**What the exercise asks**
Render the stretch from the start of the records through the line containing "[(120, 72)]" as a Markdown table with a column named Row for the row number and a column named Line for the line itself. Leave out blank lines.

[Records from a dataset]
------
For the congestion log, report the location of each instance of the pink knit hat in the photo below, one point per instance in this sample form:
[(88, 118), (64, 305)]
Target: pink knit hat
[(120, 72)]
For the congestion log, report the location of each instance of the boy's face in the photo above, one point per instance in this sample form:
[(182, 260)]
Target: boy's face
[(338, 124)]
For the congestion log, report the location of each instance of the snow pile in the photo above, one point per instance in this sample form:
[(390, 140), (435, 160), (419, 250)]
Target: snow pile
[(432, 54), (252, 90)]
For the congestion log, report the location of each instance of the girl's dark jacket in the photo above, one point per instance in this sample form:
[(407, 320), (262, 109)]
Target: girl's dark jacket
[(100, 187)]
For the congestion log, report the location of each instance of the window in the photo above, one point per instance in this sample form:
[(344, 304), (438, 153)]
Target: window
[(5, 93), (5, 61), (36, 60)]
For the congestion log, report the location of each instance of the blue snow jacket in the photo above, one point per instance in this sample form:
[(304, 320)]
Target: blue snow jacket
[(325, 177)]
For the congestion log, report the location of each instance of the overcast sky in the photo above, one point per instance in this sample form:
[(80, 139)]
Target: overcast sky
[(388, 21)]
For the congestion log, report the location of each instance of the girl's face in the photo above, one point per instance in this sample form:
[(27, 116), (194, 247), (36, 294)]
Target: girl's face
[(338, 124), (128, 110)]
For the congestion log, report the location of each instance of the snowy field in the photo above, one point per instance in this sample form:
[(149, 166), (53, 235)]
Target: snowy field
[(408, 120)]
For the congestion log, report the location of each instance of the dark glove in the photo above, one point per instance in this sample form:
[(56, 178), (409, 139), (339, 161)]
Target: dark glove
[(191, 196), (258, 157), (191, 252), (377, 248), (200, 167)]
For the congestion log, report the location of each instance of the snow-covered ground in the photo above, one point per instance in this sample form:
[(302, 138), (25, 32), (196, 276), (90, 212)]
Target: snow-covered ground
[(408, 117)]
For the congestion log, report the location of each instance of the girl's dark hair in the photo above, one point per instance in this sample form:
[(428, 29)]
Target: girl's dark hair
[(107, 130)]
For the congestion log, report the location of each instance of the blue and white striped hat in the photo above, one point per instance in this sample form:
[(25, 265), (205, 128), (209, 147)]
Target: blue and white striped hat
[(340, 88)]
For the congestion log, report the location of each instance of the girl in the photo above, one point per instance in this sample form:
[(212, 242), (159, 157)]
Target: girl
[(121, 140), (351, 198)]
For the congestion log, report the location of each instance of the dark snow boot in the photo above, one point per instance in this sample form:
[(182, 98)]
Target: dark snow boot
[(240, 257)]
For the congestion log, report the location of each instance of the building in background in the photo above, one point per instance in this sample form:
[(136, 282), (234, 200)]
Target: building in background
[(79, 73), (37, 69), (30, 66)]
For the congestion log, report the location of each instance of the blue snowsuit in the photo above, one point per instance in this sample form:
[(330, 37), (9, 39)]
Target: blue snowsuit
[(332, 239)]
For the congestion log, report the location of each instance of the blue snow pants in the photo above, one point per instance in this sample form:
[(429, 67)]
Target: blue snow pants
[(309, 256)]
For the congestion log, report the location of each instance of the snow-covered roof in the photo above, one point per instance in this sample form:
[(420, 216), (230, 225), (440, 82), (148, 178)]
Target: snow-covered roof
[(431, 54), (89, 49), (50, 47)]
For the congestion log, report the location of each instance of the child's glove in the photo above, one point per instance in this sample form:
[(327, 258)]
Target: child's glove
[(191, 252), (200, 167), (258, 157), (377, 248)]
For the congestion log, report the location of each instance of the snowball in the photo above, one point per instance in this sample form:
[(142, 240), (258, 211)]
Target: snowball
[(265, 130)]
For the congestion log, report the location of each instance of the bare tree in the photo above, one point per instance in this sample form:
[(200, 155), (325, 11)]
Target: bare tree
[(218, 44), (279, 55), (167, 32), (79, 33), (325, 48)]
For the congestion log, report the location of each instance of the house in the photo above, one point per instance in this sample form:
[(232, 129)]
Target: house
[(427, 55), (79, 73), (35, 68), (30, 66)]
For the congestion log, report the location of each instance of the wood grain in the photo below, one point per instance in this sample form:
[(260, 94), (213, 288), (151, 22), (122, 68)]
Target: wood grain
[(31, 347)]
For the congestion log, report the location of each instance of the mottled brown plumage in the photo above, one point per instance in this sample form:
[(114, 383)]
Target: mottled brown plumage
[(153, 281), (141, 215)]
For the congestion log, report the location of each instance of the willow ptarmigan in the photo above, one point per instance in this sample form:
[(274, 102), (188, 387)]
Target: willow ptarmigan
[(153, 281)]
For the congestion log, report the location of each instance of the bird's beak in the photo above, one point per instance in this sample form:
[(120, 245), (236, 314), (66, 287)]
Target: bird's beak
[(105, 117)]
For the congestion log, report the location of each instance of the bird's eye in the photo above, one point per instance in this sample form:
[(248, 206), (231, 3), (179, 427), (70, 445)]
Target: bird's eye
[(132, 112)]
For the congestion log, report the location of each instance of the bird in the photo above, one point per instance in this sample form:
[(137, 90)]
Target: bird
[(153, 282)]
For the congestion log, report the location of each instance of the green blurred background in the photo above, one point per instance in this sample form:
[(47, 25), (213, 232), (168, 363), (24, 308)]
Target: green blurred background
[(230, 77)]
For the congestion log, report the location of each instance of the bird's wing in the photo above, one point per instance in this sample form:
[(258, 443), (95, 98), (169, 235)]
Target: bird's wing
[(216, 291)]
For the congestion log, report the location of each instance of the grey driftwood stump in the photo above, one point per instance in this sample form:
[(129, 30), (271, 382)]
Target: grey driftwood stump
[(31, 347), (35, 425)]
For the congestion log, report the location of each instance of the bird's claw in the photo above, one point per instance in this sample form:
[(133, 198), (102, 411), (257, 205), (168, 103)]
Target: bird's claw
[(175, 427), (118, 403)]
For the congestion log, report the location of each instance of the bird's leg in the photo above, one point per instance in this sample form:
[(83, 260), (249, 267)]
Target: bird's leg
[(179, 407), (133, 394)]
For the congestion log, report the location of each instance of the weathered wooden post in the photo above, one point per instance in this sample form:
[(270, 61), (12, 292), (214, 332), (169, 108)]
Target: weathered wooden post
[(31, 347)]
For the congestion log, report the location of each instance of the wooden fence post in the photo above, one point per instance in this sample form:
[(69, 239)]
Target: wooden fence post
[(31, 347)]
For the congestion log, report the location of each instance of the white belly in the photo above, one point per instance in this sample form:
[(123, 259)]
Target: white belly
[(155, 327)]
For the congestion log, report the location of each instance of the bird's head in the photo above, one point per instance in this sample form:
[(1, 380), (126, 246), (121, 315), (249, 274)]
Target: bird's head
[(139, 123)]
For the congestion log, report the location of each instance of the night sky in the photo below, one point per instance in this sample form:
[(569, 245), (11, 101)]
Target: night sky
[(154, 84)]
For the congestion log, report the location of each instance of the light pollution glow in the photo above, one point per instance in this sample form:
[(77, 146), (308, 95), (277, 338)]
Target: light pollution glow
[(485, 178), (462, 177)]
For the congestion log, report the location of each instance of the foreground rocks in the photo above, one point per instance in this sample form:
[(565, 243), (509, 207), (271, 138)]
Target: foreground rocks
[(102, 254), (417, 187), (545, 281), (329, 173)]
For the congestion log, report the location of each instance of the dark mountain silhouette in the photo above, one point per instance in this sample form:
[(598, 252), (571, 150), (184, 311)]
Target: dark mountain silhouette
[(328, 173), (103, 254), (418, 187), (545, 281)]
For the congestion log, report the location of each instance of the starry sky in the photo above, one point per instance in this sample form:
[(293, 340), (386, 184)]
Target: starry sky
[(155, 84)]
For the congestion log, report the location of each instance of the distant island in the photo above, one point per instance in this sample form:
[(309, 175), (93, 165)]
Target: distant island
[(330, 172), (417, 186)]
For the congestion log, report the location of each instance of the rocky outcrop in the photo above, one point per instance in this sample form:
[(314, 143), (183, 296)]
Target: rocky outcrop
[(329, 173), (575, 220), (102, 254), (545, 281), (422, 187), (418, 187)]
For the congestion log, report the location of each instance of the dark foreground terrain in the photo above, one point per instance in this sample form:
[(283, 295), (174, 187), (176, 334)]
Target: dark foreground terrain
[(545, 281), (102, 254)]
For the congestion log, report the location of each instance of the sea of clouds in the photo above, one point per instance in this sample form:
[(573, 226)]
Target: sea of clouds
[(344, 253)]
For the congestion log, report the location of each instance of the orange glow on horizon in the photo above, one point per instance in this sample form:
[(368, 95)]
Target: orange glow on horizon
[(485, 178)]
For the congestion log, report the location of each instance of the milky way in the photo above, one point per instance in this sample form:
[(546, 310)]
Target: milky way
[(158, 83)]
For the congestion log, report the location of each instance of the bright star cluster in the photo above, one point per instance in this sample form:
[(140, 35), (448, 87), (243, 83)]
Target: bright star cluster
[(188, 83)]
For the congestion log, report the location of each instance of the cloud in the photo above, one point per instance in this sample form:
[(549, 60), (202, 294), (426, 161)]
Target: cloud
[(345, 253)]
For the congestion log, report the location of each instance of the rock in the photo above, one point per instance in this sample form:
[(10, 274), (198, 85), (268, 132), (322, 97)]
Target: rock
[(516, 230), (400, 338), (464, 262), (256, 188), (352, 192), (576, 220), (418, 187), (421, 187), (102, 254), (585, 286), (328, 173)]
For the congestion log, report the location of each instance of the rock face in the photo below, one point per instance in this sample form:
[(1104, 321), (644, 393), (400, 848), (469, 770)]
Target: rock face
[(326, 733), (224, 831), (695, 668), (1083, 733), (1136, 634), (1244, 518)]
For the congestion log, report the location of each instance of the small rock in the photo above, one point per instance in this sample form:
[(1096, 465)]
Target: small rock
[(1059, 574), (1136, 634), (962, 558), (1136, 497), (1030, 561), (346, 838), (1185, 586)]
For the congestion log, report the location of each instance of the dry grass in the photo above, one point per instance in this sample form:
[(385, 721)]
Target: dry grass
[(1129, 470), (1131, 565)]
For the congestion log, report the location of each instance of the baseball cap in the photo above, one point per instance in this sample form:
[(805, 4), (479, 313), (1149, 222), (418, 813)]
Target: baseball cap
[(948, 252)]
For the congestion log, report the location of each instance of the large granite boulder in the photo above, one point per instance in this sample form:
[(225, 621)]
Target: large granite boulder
------
**Solution to this exercise**
| Row | Line |
|---|---|
| 1 | For the congestion log, report the location of each instance of the pink knit hat in the photo below, one point per instance in this sample form: |
| 2 | [(88, 118), (64, 305)] |
| 3 | Target: pink knit hat |
| 4 | [(120, 72)] |